DESAFIO 1
Liste todas as frases do trecho do documento abaixo que terminam em ponto de interrogação.

TRECHO DO DOCUMENTO

* * * * *

Quanto tempo passou?
Seis ou sete meses. Fui ao Brasil e ela tinha de dar uma resposta, não podia continuar assim. Ela disse que eu nunca mais lhe perguntava. Estava à espera que lhe perguntasse. Mas quando a pedi em casamento foi em Santiago de Compostela. Tínhamos feito uma peregrinação e à saída da Basílica perguntei--lhe. E ela dizia que tinha de pensar. Seis meses depois, no Brasil, finalmente deu a resposta. Houve umas questões engraçadas, mas são mais do âmbito familiar.
Disse que comprou a sua casa em Sintra?
Foi comprada por mim, foi a minha “conquista revolucionária”. Em 74/75 havia casas boas e eu comprei uma em Sintra por um preço justo e razoável. As casas de família, as únicas, são no Chiado e fazem parte do testamento da rainha Dona Amélia, minha madrinha.
Tem hobbies?

* * * * *

DESAFIO 2
Informe quantas linhas dos registros contêm a palavra "shadow", levando em conta maiúsculas e minúsculas. Responda apenas com o número.

REGISTROS ARMAZENADOS

* * * * *

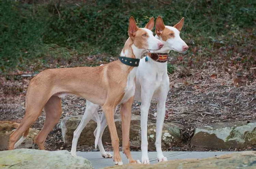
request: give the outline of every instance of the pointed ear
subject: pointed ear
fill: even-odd
[[[158,36],[160,35],[165,28],[165,26],[163,23],[163,19],[161,16],[158,16],[155,21],[155,34]]]
[[[138,29],[134,18],[132,16],[131,16],[129,20],[129,28],[128,28],[129,36],[130,37],[134,36],[136,34],[135,32],[138,30]]]
[[[180,31],[183,26],[183,22],[184,22],[184,17],[182,17],[180,21],[178,23],[173,26],[173,27],[176,28],[179,31]]]
[[[151,31],[154,28],[154,25],[155,25],[155,23],[154,21],[154,17],[152,17],[149,20],[149,21],[145,27],[145,28],[148,29]]]

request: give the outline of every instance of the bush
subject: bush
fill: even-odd
[[[157,0],[131,1],[101,0],[59,6],[52,1],[27,4],[0,0],[1,71],[20,68],[36,58],[68,58],[74,54],[117,56],[128,38],[132,15],[140,27],[152,16],[162,16],[167,25],[184,16],[182,38],[203,49],[211,48],[213,41],[231,31],[255,26],[256,3],[252,0],[174,0],[169,5]]]

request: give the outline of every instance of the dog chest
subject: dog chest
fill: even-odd
[[[137,67],[134,68],[128,75],[126,87],[124,90],[124,95],[120,103],[126,102],[131,97],[134,95],[135,89],[135,80],[137,69]]]

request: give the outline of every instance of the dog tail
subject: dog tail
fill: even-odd
[[[27,135],[29,134],[29,128],[27,130],[25,131],[23,134],[23,135],[22,135],[22,137],[20,138],[20,139],[17,142],[16,142],[16,143],[14,145],[15,149],[20,145],[21,144],[22,142],[23,142],[23,141],[25,140],[25,139],[26,139],[26,138],[27,137]]]
[[[97,130],[96,136],[95,136],[95,141],[94,142],[94,145],[95,145],[95,149],[97,149],[97,145],[98,145],[98,141],[99,140],[99,132],[101,131],[101,120],[99,119],[99,116],[98,112],[96,112],[94,113],[94,116],[96,119],[96,122],[97,123]]]

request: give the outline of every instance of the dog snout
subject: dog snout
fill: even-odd
[[[159,42],[157,44],[158,46],[159,49],[162,48],[163,47],[163,44],[162,42]]]
[[[183,50],[184,52],[188,50],[188,46],[187,45],[186,45],[185,46],[183,46],[182,47],[182,50]]]

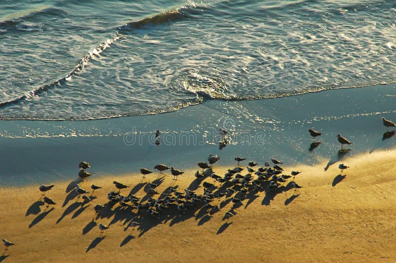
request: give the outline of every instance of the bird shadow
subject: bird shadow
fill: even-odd
[[[228,222],[226,222],[224,224],[223,224],[220,227],[219,230],[217,230],[217,233],[216,233],[216,235],[218,235],[219,234],[221,234],[224,230],[225,230],[227,227],[230,226],[230,225],[233,223],[233,222],[229,223]]]
[[[75,203],[73,203],[69,207],[65,209],[65,211],[63,212],[63,214],[62,216],[58,219],[56,221],[56,223],[59,223],[65,217],[70,214],[71,212],[77,209],[77,208],[81,205],[81,203],[80,202],[76,202]]]
[[[209,215],[205,215],[202,217],[200,220],[199,220],[199,221],[198,222],[198,225],[202,225],[206,222],[208,221],[212,218],[213,218],[212,216],[209,216]]]
[[[391,132],[387,132],[382,135],[382,140],[391,138],[395,134],[396,134],[396,130]]]
[[[344,158],[344,157],[345,157],[345,155],[350,151],[350,149],[343,149],[342,150],[340,150],[340,151],[339,151],[337,153],[337,155],[333,156],[331,158],[330,158],[330,160],[329,160],[329,162],[327,163],[327,164],[326,165],[326,167],[325,167],[325,171],[327,171],[327,170],[329,169],[329,167]]]
[[[346,176],[346,175],[339,175],[336,177],[334,177],[334,179],[333,180],[333,182],[331,184],[331,186],[333,187],[335,186],[338,183],[342,181],[345,178],[345,176]]]
[[[72,190],[74,189],[75,188],[76,188],[76,184],[80,183],[80,182],[81,182],[82,181],[82,180],[80,177],[77,177],[77,179],[76,179],[74,181],[71,181],[70,183],[66,187],[66,192],[68,193]]]
[[[29,225],[29,228],[30,228],[35,224],[38,223],[40,221],[44,219],[44,218],[47,216],[47,215],[50,214],[51,211],[53,211],[55,209],[53,207],[48,210],[48,211],[46,211],[45,212],[43,212],[40,215],[39,215],[37,217],[34,219],[32,222]]]
[[[191,191],[195,191],[199,187],[199,185],[201,184],[201,181],[202,180],[198,178],[196,179],[191,182],[187,189]]]
[[[4,251],[4,253],[5,252]],[[2,255],[1,256],[0,256],[0,262],[1,262],[2,261],[3,261],[4,260],[6,259],[8,257],[9,257],[9,255]]]
[[[300,194],[293,194],[290,197],[285,200],[285,205],[287,206],[292,203],[294,200],[299,196]]]
[[[87,234],[88,232],[92,230],[92,228],[97,225],[98,225],[98,223],[95,222],[95,220],[94,220],[94,219],[92,219],[92,220],[91,220],[89,223],[87,224],[87,225],[86,225],[84,228],[83,228],[83,235],[85,235]]]
[[[143,186],[146,185],[147,182],[141,182],[135,185],[132,189],[131,189],[131,191],[129,192],[129,194],[134,195],[139,191],[139,190],[143,188]]]
[[[87,249],[87,251],[85,252],[86,253],[88,252],[88,251],[89,251],[90,250],[91,250],[93,248],[94,248],[95,247],[98,246],[98,245],[99,243],[100,243],[102,240],[104,239],[105,237],[106,237],[106,236],[101,236],[101,237],[98,237],[96,238],[95,238],[95,239],[94,239],[94,240],[92,241],[92,242],[91,242],[91,243],[90,244],[90,246],[89,246],[89,247],[88,247],[88,248]]]
[[[309,148],[308,149],[308,150],[310,152],[311,152],[313,151],[315,148],[319,146],[321,143],[322,143],[321,141],[316,141],[315,142],[312,142],[312,143],[311,143],[311,145],[309,145]]]
[[[82,206],[82,207],[81,207],[81,208],[80,208],[80,209],[79,209],[78,210],[77,210],[77,211],[76,211],[75,212],[74,212],[74,214],[73,215],[73,216],[72,216],[72,217],[71,217],[71,219],[74,219],[74,218],[77,218],[77,217],[78,217],[79,216],[80,216],[80,214],[81,214],[82,213],[83,213],[83,212],[84,212],[84,210],[85,210],[85,209],[86,209],[87,207],[89,207],[89,206],[91,206],[91,205],[90,205],[90,205],[87,205],[87,206]]]
[[[74,185],[74,188],[76,187],[76,185]],[[65,198],[65,201],[63,202],[63,204],[62,205],[62,207],[64,207],[69,203],[69,201],[72,200],[76,197],[78,196],[78,193],[76,193],[75,191],[72,191],[69,193],[69,194]]]
[[[41,212],[40,206],[44,205],[44,202],[42,201],[36,201],[32,204],[32,205],[30,206],[29,208],[28,208],[25,216],[27,217],[29,215],[37,215],[38,214],[40,214],[40,213]]]
[[[124,238],[124,240],[122,240],[122,242],[121,243],[121,244],[120,244],[120,247],[122,247],[123,246],[125,246],[127,244],[128,244],[128,243],[129,241],[130,241],[134,238],[135,238],[135,236],[133,236],[130,234],[126,236],[126,237],[125,237],[125,238]]]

* * * * *

RESULTADO FINAL 1
- Quanto tempo passou?
- Disse que comprou a sua casa em Sintra?
- Tem hobbies?

RESULTADO FINAL 2
2